[Start Data extract]

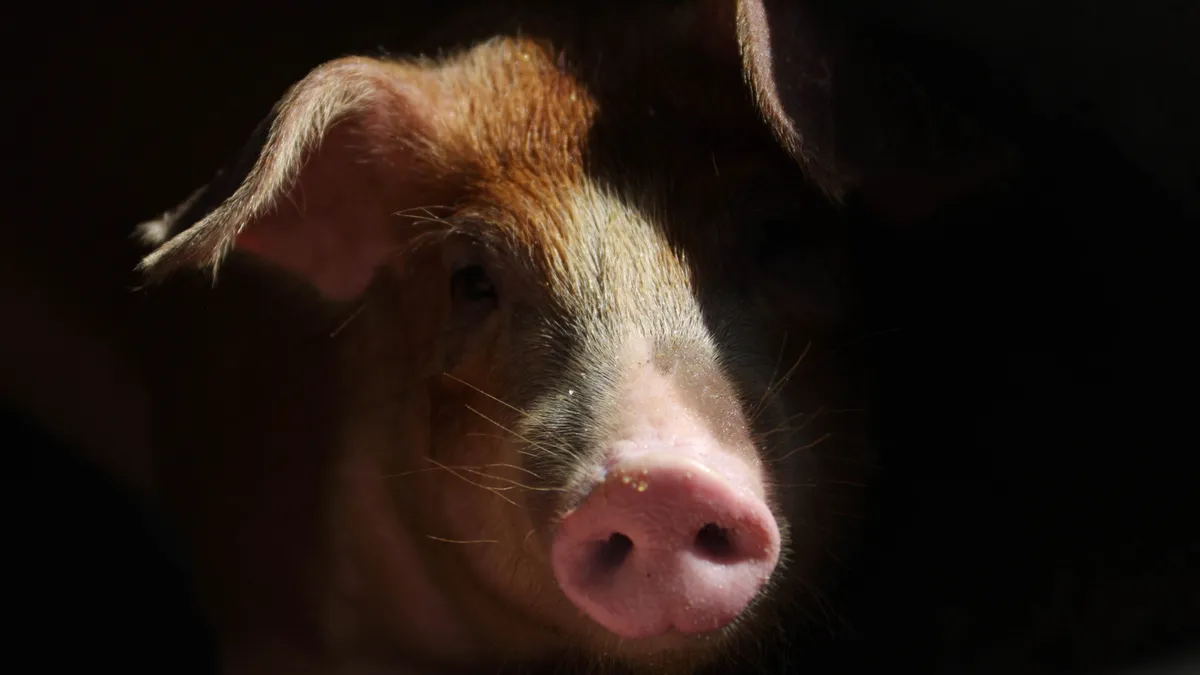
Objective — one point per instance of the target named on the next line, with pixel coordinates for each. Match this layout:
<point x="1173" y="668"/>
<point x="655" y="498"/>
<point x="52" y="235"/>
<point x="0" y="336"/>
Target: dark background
<point x="1038" y="507"/>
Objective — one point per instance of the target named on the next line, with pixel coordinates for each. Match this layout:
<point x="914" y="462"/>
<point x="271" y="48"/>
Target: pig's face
<point x="591" y="369"/>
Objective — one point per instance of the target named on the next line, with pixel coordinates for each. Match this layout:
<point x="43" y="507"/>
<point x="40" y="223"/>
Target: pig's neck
<point x="382" y="578"/>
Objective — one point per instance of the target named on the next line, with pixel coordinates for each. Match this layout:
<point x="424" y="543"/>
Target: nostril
<point x="611" y="554"/>
<point x="714" y="542"/>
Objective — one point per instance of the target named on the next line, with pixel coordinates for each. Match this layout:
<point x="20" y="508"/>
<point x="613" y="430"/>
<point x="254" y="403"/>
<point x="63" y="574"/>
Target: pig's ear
<point x="858" y="125"/>
<point x="316" y="187"/>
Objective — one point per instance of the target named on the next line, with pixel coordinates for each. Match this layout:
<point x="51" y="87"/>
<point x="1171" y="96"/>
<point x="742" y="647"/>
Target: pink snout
<point x="663" y="544"/>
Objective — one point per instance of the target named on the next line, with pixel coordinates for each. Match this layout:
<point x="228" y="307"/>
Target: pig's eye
<point x="472" y="285"/>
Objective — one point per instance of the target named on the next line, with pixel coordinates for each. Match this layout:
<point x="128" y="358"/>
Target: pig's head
<point x="591" y="350"/>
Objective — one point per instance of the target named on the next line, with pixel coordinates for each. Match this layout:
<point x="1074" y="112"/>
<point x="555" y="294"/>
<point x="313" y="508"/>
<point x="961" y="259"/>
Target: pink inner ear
<point x="340" y="256"/>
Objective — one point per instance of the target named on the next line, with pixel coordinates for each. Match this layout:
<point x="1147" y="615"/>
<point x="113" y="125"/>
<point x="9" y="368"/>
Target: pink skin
<point x="695" y="539"/>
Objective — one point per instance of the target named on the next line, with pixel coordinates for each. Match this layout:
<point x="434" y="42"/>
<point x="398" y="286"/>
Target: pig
<point x="535" y="354"/>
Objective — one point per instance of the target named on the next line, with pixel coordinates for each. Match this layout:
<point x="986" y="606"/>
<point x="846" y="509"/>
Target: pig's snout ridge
<point x="665" y="544"/>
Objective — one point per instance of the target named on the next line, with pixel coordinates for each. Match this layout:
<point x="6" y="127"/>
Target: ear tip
<point x="153" y="233"/>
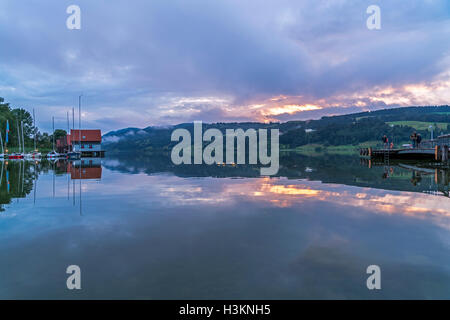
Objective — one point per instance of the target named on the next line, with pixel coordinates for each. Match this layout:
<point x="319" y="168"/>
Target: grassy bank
<point x="419" y="125"/>
<point x="319" y="149"/>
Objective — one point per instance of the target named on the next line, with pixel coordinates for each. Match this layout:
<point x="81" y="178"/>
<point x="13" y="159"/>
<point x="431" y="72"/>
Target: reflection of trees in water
<point x="16" y="180"/>
<point x="341" y="169"/>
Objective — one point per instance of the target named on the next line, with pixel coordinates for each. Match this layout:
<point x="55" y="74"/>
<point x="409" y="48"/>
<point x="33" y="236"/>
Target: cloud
<point x="163" y="62"/>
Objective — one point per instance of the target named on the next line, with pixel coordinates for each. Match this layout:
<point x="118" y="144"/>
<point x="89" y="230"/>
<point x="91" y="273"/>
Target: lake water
<point x="144" y="228"/>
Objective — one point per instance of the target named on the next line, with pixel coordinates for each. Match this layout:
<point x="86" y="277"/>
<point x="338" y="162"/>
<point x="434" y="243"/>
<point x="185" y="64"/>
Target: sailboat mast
<point x="34" y="130"/>
<point x="1" y="140"/>
<point x="23" y="137"/>
<point x="18" y="134"/>
<point x="79" y="120"/>
<point x="53" y="121"/>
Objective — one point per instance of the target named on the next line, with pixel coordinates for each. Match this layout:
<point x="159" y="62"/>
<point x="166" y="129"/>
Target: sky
<point x="162" y="62"/>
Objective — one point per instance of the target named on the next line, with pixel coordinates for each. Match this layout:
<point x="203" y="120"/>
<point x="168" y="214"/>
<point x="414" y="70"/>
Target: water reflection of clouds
<point x="277" y="192"/>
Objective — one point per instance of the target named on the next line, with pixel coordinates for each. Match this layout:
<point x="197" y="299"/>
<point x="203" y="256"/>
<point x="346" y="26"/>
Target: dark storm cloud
<point x="130" y="56"/>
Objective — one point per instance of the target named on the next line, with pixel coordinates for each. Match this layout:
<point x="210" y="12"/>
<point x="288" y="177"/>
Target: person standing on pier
<point x="385" y="141"/>
<point x="418" y="139"/>
<point x="413" y="138"/>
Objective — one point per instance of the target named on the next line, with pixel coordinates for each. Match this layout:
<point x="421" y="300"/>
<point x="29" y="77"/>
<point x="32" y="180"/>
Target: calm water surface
<point x="143" y="228"/>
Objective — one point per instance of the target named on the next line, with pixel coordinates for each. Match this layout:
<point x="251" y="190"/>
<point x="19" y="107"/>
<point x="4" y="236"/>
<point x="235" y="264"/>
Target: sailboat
<point x="53" y="154"/>
<point x="35" y="154"/>
<point x="2" y="155"/>
<point x="17" y="155"/>
<point x="75" y="155"/>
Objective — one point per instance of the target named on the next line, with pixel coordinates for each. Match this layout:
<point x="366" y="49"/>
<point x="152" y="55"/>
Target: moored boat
<point x="53" y="155"/>
<point x="16" y="155"/>
<point x="33" y="155"/>
<point x="73" y="155"/>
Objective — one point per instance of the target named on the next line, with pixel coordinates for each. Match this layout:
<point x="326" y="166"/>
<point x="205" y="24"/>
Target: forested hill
<point x="350" y="129"/>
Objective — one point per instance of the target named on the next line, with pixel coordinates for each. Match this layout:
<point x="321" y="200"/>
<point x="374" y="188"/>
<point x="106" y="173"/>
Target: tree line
<point x="15" y="116"/>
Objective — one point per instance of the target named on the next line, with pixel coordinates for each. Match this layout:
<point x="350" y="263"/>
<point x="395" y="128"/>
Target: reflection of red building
<point x="88" y="142"/>
<point x="86" y="171"/>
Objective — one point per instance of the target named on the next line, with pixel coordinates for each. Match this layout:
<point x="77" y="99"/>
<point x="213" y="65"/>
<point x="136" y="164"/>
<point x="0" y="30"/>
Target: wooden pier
<point x="437" y="150"/>
<point x="419" y="154"/>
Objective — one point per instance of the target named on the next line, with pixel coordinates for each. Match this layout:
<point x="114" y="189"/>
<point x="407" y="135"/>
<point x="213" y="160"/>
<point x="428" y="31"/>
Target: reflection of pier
<point x="437" y="150"/>
<point x="438" y="174"/>
<point x="85" y="169"/>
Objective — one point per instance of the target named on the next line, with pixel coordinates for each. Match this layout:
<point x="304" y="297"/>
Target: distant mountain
<point x="333" y="130"/>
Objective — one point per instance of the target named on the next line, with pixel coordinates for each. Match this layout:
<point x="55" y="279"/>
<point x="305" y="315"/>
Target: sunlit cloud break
<point x="162" y="63"/>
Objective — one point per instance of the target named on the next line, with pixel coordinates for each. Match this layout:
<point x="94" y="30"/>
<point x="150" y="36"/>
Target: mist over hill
<point x="350" y="129"/>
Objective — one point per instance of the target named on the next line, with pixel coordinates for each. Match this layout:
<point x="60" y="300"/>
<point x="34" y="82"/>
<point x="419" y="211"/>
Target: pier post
<point x="444" y="153"/>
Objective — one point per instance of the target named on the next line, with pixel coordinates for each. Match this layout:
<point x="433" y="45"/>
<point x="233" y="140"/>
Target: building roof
<point x="86" y="135"/>
<point x="77" y="173"/>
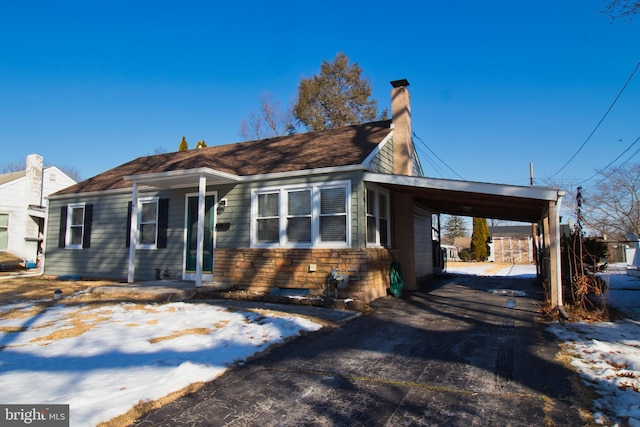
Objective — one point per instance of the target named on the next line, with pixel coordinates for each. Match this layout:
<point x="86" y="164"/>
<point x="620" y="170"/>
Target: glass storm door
<point x="192" y="235"/>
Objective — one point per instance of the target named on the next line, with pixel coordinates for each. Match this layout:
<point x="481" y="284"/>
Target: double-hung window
<point x="377" y="217"/>
<point x="301" y="216"/>
<point x="75" y="225"/>
<point x="148" y="223"/>
<point x="268" y="218"/>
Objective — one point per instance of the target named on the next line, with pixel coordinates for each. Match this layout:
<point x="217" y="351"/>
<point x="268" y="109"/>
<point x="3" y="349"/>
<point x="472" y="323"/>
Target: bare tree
<point x="338" y="96"/>
<point x="624" y="9"/>
<point x="270" y="120"/>
<point x="613" y="206"/>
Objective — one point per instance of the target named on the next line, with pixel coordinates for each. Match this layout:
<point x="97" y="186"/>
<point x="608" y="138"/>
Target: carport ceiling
<point x="475" y="199"/>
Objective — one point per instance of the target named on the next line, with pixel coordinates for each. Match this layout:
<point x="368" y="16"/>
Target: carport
<point x="536" y="205"/>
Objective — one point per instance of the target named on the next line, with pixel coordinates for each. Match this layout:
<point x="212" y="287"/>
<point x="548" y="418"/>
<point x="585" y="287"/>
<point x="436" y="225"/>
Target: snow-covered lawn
<point x="104" y="360"/>
<point x="605" y="354"/>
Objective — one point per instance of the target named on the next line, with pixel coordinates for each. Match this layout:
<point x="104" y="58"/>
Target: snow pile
<point x="607" y="355"/>
<point x="102" y="361"/>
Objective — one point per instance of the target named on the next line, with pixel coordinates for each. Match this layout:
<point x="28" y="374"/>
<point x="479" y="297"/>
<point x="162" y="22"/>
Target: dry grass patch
<point x="143" y="408"/>
<point x="42" y="288"/>
<point x="176" y="334"/>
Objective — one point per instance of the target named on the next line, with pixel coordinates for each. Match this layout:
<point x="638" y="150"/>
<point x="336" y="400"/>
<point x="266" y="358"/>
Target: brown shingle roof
<point x="344" y="146"/>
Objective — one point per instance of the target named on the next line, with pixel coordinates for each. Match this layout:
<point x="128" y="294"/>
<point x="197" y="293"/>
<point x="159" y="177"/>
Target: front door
<point x="192" y="237"/>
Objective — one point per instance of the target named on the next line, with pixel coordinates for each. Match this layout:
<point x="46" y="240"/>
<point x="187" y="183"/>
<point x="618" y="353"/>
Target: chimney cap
<point x="400" y="83"/>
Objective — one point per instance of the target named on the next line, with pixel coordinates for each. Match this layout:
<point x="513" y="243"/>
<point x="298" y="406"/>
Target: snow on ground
<point x="605" y="354"/>
<point x="104" y="360"/>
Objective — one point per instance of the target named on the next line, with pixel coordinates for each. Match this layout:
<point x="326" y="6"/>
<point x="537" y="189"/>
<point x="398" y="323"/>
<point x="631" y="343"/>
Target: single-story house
<point x="511" y="244"/>
<point x="282" y="212"/>
<point x="23" y="206"/>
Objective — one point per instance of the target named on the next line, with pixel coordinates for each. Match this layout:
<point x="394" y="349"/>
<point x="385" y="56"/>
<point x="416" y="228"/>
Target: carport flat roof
<point x="475" y="199"/>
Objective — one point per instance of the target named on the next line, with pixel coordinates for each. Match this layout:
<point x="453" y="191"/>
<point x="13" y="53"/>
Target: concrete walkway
<point x="456" y="354"/>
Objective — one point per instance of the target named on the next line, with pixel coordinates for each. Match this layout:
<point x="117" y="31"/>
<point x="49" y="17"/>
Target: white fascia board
<point x="304" y="172"/>
<point x="538" y="193"/>
<point x="182" y="174"/>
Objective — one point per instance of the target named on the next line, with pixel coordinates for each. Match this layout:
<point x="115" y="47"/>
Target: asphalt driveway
<point x="454" y="354"/>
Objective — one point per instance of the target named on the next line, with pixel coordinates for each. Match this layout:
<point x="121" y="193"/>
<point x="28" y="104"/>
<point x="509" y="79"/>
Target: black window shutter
<point x="62" y="234"/>
<point x="129" y="208"/>
<point x="163" y="222"/>
<point x="88" y="217"/>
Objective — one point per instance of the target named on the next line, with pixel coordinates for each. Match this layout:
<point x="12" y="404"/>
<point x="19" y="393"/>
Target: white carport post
<point x="202" y="188"/>
<point x="133" y="236"/>
<point x="554" y="252"/>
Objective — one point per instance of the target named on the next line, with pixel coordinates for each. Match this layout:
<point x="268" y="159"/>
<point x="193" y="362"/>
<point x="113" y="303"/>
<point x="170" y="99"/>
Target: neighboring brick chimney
<point x="402" y="134"/>
<point x="34" y="180"/>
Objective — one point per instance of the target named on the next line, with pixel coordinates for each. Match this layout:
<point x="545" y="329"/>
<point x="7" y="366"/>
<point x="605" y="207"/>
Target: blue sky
<point x="495" y="85"/>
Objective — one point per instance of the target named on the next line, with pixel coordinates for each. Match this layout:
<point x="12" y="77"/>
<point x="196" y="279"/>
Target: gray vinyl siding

[End Data extract]

Copy the material word for word, starting at its beginning and ending after the line that contains "Target: dark background". Leave the pictures out of your copy.

Objective — one point per instance of the target named on the next line, with pixel coordinates for each. Match this layout:
<point x="1173" y="668"/>
<point x="655" y="498"/>
<point x="52" y="235"/>
<point x="0" y="336"/>
Target: dark background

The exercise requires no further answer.